[Items on locating named things]
____________________

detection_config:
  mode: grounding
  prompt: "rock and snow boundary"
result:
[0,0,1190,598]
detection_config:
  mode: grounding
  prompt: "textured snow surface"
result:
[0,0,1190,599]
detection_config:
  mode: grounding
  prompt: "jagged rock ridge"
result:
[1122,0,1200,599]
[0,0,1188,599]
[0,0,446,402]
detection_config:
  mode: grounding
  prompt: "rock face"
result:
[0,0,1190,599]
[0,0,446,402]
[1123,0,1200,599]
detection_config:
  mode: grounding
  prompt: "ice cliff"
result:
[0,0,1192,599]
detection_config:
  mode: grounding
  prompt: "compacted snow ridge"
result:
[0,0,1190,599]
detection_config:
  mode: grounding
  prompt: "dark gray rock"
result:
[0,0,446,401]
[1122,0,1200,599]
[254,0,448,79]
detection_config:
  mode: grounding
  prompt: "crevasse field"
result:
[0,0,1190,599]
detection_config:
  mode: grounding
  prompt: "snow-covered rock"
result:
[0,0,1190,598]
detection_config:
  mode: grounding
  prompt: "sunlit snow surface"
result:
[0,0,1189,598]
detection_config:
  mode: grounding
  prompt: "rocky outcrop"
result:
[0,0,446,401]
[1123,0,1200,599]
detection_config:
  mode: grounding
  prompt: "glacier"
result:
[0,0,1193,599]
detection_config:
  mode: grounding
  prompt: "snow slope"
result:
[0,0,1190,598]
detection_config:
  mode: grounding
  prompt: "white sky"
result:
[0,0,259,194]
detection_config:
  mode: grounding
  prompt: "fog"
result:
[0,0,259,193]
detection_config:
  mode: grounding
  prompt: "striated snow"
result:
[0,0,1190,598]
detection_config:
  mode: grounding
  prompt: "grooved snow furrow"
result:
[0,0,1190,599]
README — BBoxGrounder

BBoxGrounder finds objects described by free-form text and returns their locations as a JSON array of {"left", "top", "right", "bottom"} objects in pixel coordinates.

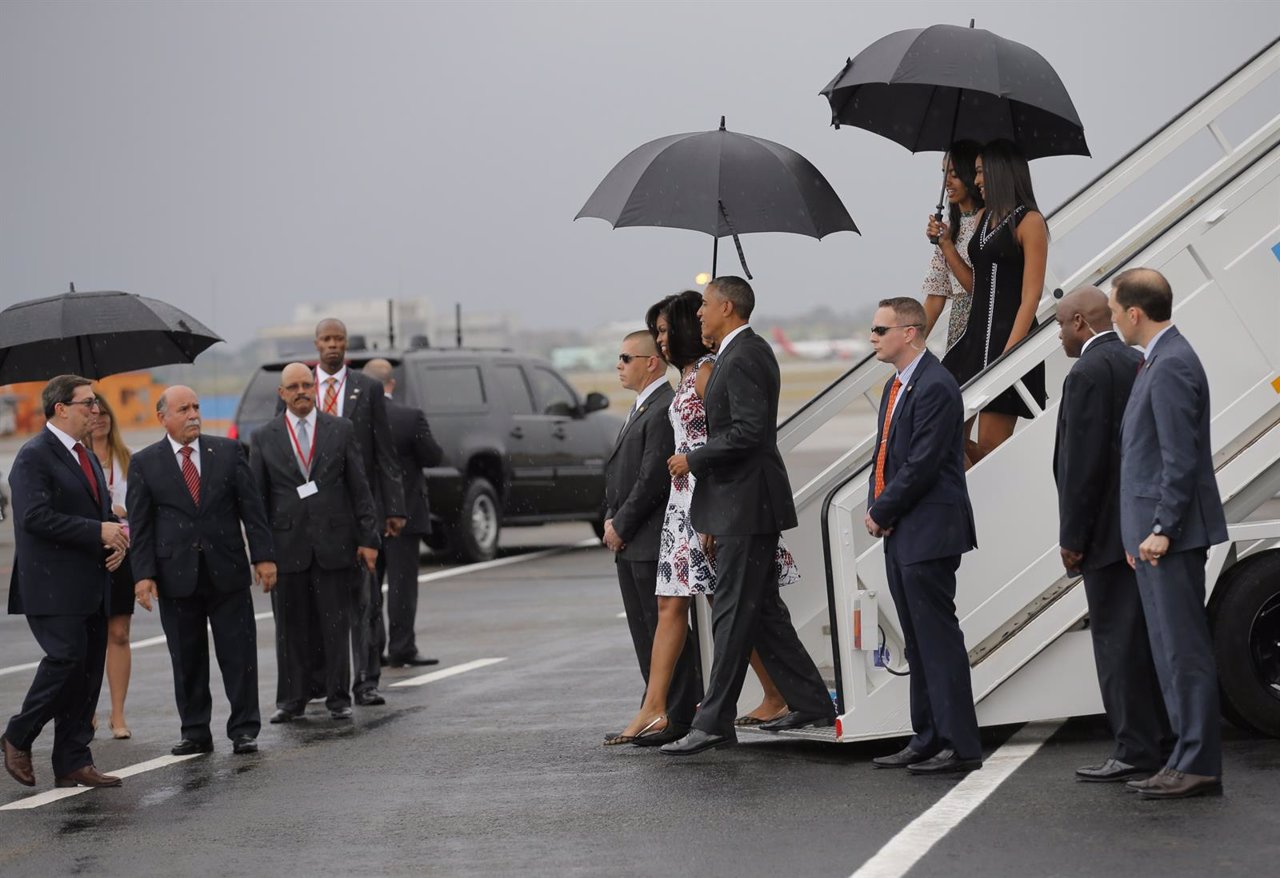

____________________

[Problem]
Copy the items verbatim, from the very first line down through the line containing "[0,0,1192,599]", including that line.

[Written response]
detection_config:
  mode: grounding
  prompt: "rock and snow boundary"
result:
[0,0,1190,598]
detection_config:
  mode: grounding
  prompt: "textured snow surface"
result:
[0,0,1190,599]
detection_config:
  mode: grounding
  prompt: "jagged rock ridge"
result:
[1122,0,1200,599]
[0,0,1188,599]
[0,0,446,402]
detection_config:
  mode: grounding
  prompt: "rock face"
result:
[0,0,1190,599]
[0,0,446,402]
[1123,0,1200,599]
detection_config:
  mode: grounding
  prompt: "ice cliff"
result:
[0,0,1192,599]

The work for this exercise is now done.